_Task A:_ According to the passage on women prisoners in California, since when have male corrections officers been barred from physically searching women prisoners?
_Task B:_ Extend the passage on sexual abuse of women prisoners in California, starting right after its final sentence.

_Source document:_

It was 1.5 years ago that women prisoners in California were relieved of the burden of one part of officially sanctioned sexual abuse.  In response to demands by California Prison Focus the Director of Corrections ordered the end to routine cross gender pat searches.  Since September 2005 male corrections officers can no longer physically search women prisoners.  During CPF’s investigative visits to the three women’s’ prisons the women inside have told us that the ban has held.

 

            That victory was the first step in stopping official sexual abuse of women in our prisons.  A more difficult task lies ahead.  And it is to that effort that we invite your participation.  CPF’s Dignity for Women Prisoners Campaign seeks to have male custodial staff be relieved of assignment to women’s housing units.  The presence of male officers in the housing areas is sexually abusive.  Men have visual and physical access to women at all times of the day and night.  Such access leads to the frequent visual, verbal and physical abuse the women must endure.

_Records supplied:_
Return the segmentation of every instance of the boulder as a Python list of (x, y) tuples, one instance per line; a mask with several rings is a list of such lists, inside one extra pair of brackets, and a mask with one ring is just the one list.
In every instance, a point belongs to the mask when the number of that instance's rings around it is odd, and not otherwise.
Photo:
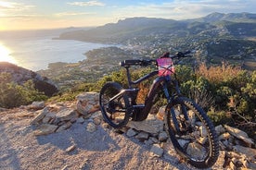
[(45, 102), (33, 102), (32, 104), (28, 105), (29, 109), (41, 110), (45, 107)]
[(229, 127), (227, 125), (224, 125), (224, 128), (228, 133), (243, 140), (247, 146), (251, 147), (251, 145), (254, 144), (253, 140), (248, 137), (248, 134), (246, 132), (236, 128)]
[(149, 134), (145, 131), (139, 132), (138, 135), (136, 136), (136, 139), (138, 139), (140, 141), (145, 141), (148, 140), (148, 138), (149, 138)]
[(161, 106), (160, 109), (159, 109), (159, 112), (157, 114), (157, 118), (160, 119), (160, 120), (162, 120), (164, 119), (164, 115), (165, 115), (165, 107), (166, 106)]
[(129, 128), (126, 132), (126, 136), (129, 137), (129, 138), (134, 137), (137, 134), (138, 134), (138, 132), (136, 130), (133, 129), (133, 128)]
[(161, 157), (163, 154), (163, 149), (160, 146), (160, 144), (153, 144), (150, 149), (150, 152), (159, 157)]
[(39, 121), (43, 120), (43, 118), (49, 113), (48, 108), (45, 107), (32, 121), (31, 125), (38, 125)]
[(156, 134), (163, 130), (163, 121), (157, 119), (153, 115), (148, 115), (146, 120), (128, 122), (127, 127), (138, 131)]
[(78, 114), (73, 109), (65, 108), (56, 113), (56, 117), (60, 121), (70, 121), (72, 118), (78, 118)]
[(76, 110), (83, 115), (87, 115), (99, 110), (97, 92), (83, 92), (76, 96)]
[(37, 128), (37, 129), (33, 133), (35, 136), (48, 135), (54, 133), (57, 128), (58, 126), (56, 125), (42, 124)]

_Task response A:_ Since September 2005.

_Task response B:_
            International human rights standards require that female prisoners only be attended by female officers..[1]  Male staff such as doctors and teachers may provide professional services in women’s prisons, but should always be accompanied by female officers.  Such measures designed solely to protect the rights and special status of women shall not be deemed to be discriminatory.[2]  In December of 2004 the 6th Circuit US Court of Appeals ruled in a landmark decision that authorized the Michigan Department of Corrections’ ban on male staff in women’s housing units as a bona fide occupational qualification.[3]

 

            In 1998 CPF met with the UN Special Reporter on Violence Against Women, Judge Radhika Coomaraswany prior to her visit to Valley State Prison for Women in Chowchilla.  She was shocked at the rules then existent in California.  She later wrote, “…it is clear that sexual misconduct by male corrections officers in housing units and elsewhere creates a situation in which sexual misconduct is more pervasive than if women were guarded by female officers.  Sanctioned sexual harassment, i.e. women being pat-frisked by men and monitored in their rooms and in the showers by male corrections officers, is also prevalent.” 

 

            It took the California Department of Corrections and Rehabilitation until 2005 to end the abusive cross gender pat searches, and then only under pressure from CPF’s Dignity Campaign.  That despite the fact that the 9th Circuit Court of Appeals ruled in 1993 in the Jordan case that male officers doing routine pat searches of women prisoners violated the Eight Amendment’s prohibition against cruel and unusual punishment.[4]  

 

            Women prisoners in California should not have to suffer one day more of the officially sanctioned sexual abuse attendant to being guarded by male staff in their housing units. 

 



[1] Rules 53(2) and 53(3) of the UN standard Minimum Rules for the Treatment of Prisoners

[2] UN Body of Principles for the Protection of All Persons Under Any Form of Detention 5(2)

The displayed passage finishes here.